→ **What needs to be done**: The result should be an exact copy of the data, free of pictures.

┏━━

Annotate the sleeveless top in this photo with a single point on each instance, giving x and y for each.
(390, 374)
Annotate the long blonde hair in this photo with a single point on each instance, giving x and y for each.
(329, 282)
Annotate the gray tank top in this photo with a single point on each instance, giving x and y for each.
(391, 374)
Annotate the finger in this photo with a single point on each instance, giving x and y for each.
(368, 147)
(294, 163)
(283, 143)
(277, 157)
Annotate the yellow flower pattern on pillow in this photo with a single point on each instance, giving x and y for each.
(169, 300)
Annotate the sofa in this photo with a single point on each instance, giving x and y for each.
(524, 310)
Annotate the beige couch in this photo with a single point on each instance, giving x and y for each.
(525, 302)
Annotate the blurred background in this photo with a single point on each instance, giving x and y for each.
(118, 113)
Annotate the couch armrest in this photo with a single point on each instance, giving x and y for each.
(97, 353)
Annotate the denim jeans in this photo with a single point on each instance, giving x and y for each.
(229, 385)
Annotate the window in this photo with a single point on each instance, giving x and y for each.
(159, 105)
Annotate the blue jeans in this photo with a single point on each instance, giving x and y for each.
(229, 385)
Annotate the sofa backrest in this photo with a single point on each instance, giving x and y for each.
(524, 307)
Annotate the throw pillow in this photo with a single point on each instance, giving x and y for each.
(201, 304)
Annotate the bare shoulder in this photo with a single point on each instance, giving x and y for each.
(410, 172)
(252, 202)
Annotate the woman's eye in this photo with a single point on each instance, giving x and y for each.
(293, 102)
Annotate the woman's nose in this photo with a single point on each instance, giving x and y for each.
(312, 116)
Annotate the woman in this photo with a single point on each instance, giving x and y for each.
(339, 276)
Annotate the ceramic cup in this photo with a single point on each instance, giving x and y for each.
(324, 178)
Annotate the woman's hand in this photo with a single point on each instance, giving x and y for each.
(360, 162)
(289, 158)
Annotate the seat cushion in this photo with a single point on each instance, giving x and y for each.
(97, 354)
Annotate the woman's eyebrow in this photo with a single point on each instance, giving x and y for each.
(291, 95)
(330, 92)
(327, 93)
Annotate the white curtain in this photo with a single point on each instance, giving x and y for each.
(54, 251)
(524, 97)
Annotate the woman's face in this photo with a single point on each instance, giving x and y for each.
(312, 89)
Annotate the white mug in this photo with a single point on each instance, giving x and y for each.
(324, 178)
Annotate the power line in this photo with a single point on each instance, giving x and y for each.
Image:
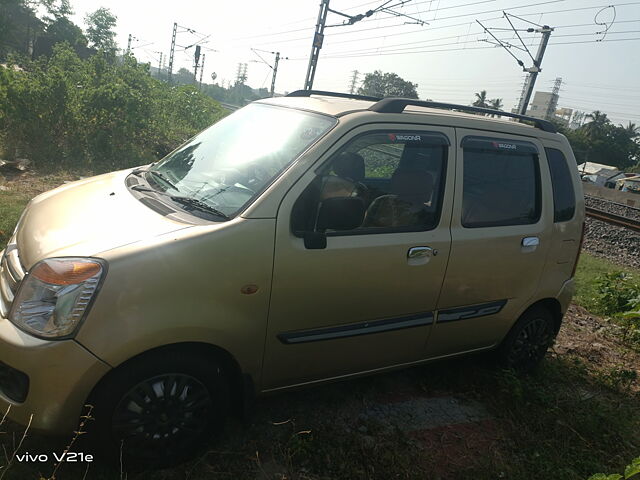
(465, 48)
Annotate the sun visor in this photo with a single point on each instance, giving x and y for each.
(514, 147)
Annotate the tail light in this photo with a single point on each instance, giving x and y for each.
(575, 265)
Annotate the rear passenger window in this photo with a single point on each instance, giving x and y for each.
(564, 199)
(501, 183)
(397, 177)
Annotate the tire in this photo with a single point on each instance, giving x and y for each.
(159, 410)
(528, 341)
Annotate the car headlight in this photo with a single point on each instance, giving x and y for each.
(55, 296)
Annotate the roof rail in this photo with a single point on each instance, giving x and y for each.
(397, 105)
(308, 93)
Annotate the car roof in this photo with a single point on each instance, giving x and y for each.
(340, 106)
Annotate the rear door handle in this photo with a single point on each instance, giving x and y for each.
(420, 252)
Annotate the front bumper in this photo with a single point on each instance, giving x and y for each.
(61, 376)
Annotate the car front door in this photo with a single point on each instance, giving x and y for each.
(365, 300)
(501, 235)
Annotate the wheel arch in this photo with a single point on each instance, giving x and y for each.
(241, 385)
(552, 305)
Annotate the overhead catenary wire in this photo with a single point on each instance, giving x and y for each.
(509, 9)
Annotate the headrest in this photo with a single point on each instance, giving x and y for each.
(412, 185)
(350, 166)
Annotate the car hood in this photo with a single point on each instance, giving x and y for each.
(85, 218)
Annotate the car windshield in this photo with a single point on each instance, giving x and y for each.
(230, 163)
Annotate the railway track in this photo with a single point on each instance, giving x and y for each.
(613, 219)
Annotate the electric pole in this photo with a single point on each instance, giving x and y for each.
(172, 52)
(354, 81)
(196, 62)
(535, 69)
(202, 70)
(275, 72)
(553, 101)
(241, 74)
(318, 38)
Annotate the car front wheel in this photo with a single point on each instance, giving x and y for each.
(160, 410)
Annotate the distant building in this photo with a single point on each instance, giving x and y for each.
(603, 175)
(544, 105)
(564, 115)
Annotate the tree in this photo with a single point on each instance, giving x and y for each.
(61, 30)
(496, 104)
(600, 141)
(100, 25)
(597, 126)
(481, 99)
(378, 84)
(632, 130)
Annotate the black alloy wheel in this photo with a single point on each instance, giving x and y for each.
(160, 409)
(162, 413)
(529, 339)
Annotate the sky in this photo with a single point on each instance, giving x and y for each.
(594, 47)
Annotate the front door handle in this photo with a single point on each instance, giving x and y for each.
(420, 252)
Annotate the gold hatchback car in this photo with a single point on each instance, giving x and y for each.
(304, 239)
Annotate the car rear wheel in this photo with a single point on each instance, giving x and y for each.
(160, 410)
(528, 341)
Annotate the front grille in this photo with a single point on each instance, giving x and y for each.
(11, 274)
(14, 384)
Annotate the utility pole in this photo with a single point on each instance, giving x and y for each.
(275, 72)
(535, 69)
(241, 74)
(553, 101)
(354, 81)
(172, 52)
(196, 62)
(202, 70)
(318, 38)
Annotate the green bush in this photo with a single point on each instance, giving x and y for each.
(102, 113)
(615, 292)
(631, 471)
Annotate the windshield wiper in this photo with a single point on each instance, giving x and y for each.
(191, 202)
(199, 205)
(164, 178)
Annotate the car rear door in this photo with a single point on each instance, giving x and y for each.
(500, 239)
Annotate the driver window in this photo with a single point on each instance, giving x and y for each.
(396, 177)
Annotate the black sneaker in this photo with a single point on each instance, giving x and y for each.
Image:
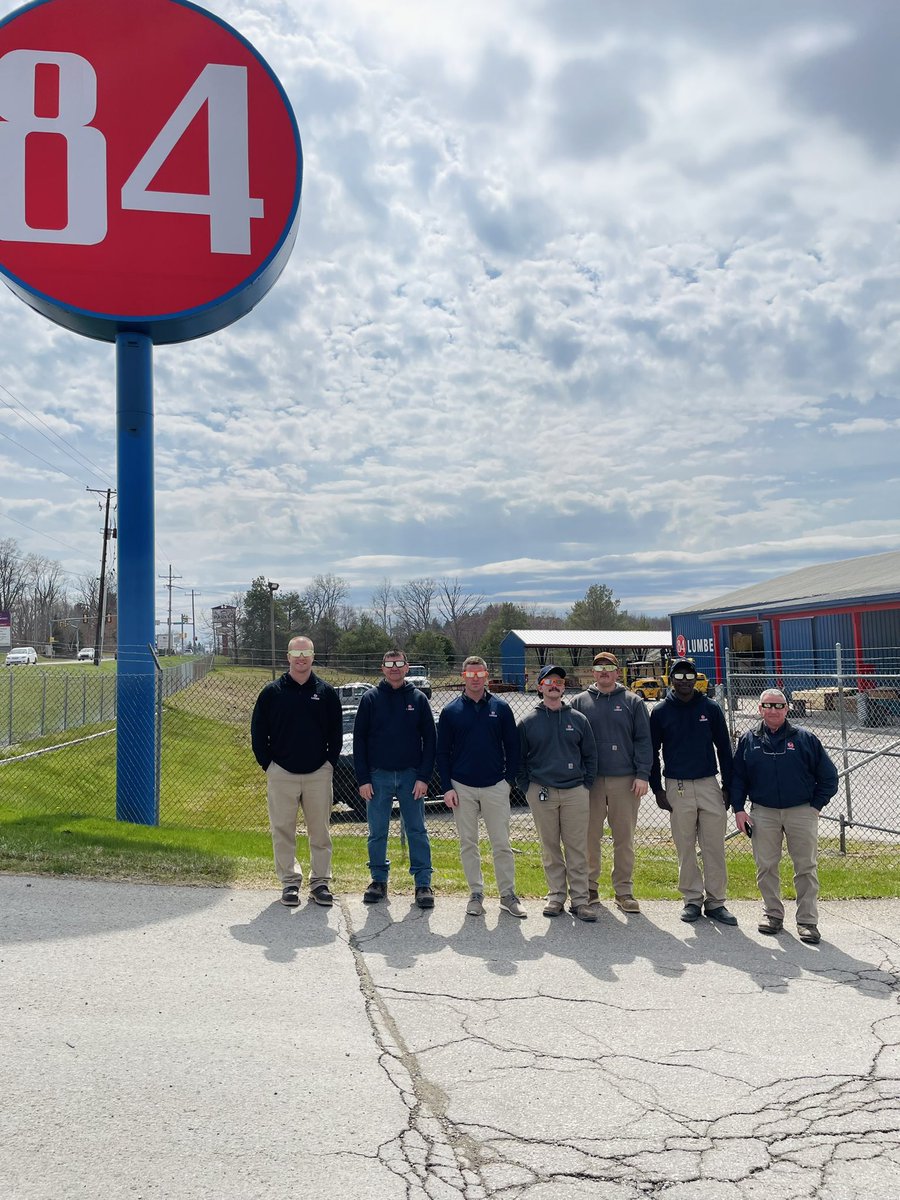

┗━━

→ **Problem solution**:
Annotate the sleeveless top in this photo with a single point on each instance, giving x and y for each.
(390, 374)
Annotate the long blonde hair in this photo with a single point on each instance, giving x and y for each.
(329, 282)
Annotate the gray tank top in this photo with a single point on each instance, giving x and y for each.
(391, 374)
Annotate the finger in this photo with a single point on each instance, giving x and y for each.
(368, 147)
(294, 163)
(283, 143)
(277, 157)
Annotate the yellow flower pattern on pillow in this photo with a single point on each instance, giving x and y for each.
(169, 300)
Annotate the sofa in this photo with a single point on each instance, giving x and y for each.
(524, 310)
Annotate the beige couch in this photo with a single point on each instance, giving x and y for each.
(525, 302)
Annotate the blurred background in this photo with a single point on each instance, giving x and y for each.
(118, 113)
Annotate the couch armrest in this photo with a single point on each instance, giving x and y for each.
(97, 353)
Annotate the denim jeans in this photo with a single point on each instance, giving x and y for each.
(229, 385)
Annotate the window in this photo with a single point on each instance, giving x and y for each.
(159, 105)
Annotate the blue jeans in this photo with a single point on each instance, giving x and y for each.
(229, 385)
Annotate the sofa backrest in this photo with a single point on each instance, giving x and y for each.
(524, 307)
Annotate the throw pillow in this photo with a single point on each instance, giving x and y for each.
(201, 304)
Annotate the bare shoulder in this photo with a single point on each instance, giving x and y for each.
(410, 172)
(252, 202)
Annotate the woman's eye in this photo with a single point on each instance, giving x and y for each.
(293, 102)
Annotate the woman's nose in this photo with a single point on each instance, giving x and y for each.
(312, 116)
Annotate the woman in this photo with a single point on each instance, giving x and y for each.
(339, 276)
Annotate the ceramic cup in this photo with a single point on each instance, giving x and y for each.
(324, 178)
Annotate the woman's hand in this photo with a single point on each instance, giving x and y for each.
(360, 162)
(289, 158)
Annotate the seat cushion in this photo with a single point on each instance, giving x and y for each.
(97, 354)
Annotate the woman's eyebrow in this photo with a single point on each instance, giving x and y for each.
(291, 95)
(330, 92)
(327, 93)
Annotate the white curtain in this photo with a single point on each instance, giving x and y for each.
(54, 251)
(524, 97)
Annotate the woman's face in this photo with a single point on each instance, giving x and y for each.
(312, 89)
Annotate the white mug in this photo with a single point on each instance, giving x and y for each.
(324, 178)
Annotate the power line in this photo with a single point on each instance, giving x and y for each.
Image:
(465, 48)
Annotate the sun visor in this photo with a single point on each instance, giving x and y for each.
(514, 147)
Annotate the tail light in this photo with a single point on each instance, giving x and y for each.
(575, 265)
Annotate the rear passenger window in this photo with a single point on each instance, giving x and y for each.
(564, 199)
(501, 183)
(397, 177)
Annotate the tire in this photo with a single point on each instance, giving x and y for each.
(159, 410)
(528, 341)
Annotate the car headlight in this photo with a single point on each instance, giving x and y for each.
(55, 296)
Annotate the roof rail in this photo with a single point on each instance, giving x and y for each.
(397, 105)
(308, 93)
Annotate the car roof in this photo with a single point on each instance, giving x and y for each.
(340, 106)
Annotate the rear door handle in this photo with a single point on each instance, giving x and y for each.
(420, 252)
Annotate the front bumper in this photo with a single point on each instance, giving x and y for each.
(61, 376)
Annotate the car front door in this photo with a single point on each instance, giving x and y for each.
(365, 300)
(501, 235)
Annotate the wheel arch in this photo with a single point on each instance, giving x and y for each.
(241, 385)
(552, 305)
Annotate the overhead catenary wire in this photo with a single point on each instance, giving x and y for each.
(509, 9)
Annotate the headrest in this photo with a single point on each instance, giving x and y for each.
(412, 185)
(350, 166)
Annotate the car hood in this photo with a single point on each instance, giving x and y for each.
(85, 218)
Annotate the car windshield in this photo with a single point on each instance, giving x and y for each.
(230, 163)
Annotate the railway track in this photo with a single point on each instance, giving x and y for each.
(613, 219)
Annotate the electric pole in this photo with a single point on each instance, giving x and y for each.
(172, 52)
(354, 81)
(196, 62)
(535, 69)
(202, 70)
(275, 72)
(553, 101)
(241, 74)
(318, 38)
Annotate the car front wheel in this photo with a single point on each instance, giving x and y for each.
(160, 410)
Annotate the distant building in this photo with a single point on each instance, giving x and y for each.
(603, 175)
(544, 105)
(564, 115)
Annotate the tree in this photo with a single point on each instance, giving x and y for each.
(61, 30)
(496, 104)
(600, 141)
(100, 25)
(597, 126)
(481, 99)
(378, 84)
(632, 130)
Annotate the black alloy wheel in this photo with a single point on each instance, giving x and y for each.
(160, 409)
(162, 413)
(529, 339)
Annotate the sky in this photo with a single point on each instance, giving x and y for each.
(594, 47)
Annotate the front door handle in this photo with a single point on each instance, giving x and y for each.
(420, 252)
Annotate the gold hatchback car in this photo with a single point on each instance, giving x and y for each.
(304, 239)
Annotate the car rear wheel in this photo with a single point on each instance, giving x and y for each.
(160, 410)
(528, 341)
Annotate the front grille in this photo with a single point on each instance, giving x and y for each.
(11, 274)
(14, 384)
Annotate the utility pole in this photo with a single point on each instance, giving x and y for each.
(275, 72)
(535, 69)
(241, 74)
(553, 101)
(354, 81)
(172, 52)
(196, 62)
(202, 70)
(318, 38)
Annotate the green bush in this photo with a single point on each instance, giving x and y for each.
(102, 113)
(615, 292)
(631, 471)
Annotate the windshield wiper in this photo with a single point on each instance, giving x and y for each.
(191, 202)
(199, 205)
(164, 178)
Annotate the car rear door in this photo with a single point on each instance, giving x and y for each.
(500, 239)
Annotate the driver window in this photo with a single point on each instance, giving x and y for each.
(396, 177)
Annotate the black sneaker in this photo with a single point on each instance, giving x and y for each.
Image:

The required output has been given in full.